TASK PROMPT
Look for the word "green" in the entries below, then copy every line that has it.

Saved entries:
-*-*-

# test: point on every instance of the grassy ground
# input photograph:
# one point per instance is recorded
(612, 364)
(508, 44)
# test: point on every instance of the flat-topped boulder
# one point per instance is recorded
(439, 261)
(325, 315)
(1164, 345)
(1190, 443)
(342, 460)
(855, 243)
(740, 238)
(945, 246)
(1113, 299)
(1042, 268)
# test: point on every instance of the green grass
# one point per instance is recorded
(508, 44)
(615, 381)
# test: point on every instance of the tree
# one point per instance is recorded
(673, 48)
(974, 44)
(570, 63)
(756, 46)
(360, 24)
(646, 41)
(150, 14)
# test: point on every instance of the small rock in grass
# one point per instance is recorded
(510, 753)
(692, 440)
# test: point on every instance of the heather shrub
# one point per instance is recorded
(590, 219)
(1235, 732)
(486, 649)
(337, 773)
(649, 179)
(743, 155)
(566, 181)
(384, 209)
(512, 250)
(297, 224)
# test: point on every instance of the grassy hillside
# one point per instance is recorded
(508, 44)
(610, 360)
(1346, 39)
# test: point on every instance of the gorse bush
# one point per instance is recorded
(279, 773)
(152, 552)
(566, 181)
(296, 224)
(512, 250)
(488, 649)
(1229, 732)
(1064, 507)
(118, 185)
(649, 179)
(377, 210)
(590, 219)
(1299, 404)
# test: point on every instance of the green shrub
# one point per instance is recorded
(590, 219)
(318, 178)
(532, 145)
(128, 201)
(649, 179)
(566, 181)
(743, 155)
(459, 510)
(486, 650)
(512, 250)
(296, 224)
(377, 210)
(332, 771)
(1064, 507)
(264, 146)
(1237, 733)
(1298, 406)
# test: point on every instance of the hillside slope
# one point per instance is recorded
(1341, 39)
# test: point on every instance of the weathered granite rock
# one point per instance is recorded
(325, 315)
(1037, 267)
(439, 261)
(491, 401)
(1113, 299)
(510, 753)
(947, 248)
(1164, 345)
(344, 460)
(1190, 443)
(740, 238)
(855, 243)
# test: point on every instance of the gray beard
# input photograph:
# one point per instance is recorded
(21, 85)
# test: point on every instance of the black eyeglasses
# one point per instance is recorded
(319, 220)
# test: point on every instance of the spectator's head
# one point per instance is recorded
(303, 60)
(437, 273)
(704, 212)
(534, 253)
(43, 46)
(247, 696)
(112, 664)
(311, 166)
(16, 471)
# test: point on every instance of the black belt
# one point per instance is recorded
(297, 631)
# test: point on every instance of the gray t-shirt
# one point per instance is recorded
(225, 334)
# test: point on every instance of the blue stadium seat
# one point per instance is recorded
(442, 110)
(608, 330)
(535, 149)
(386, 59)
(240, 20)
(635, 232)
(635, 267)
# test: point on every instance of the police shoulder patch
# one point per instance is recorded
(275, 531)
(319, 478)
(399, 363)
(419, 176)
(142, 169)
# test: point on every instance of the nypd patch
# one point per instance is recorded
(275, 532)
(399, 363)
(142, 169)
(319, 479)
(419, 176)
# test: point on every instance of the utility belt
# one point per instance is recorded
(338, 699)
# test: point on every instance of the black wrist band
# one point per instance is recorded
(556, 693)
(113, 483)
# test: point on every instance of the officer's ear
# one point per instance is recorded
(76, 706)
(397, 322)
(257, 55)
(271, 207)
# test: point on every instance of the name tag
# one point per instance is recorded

-*-*-

EXERCISE SOLUTION
# test: point on every instance of the green grass
# test: point on every instance of the green shrub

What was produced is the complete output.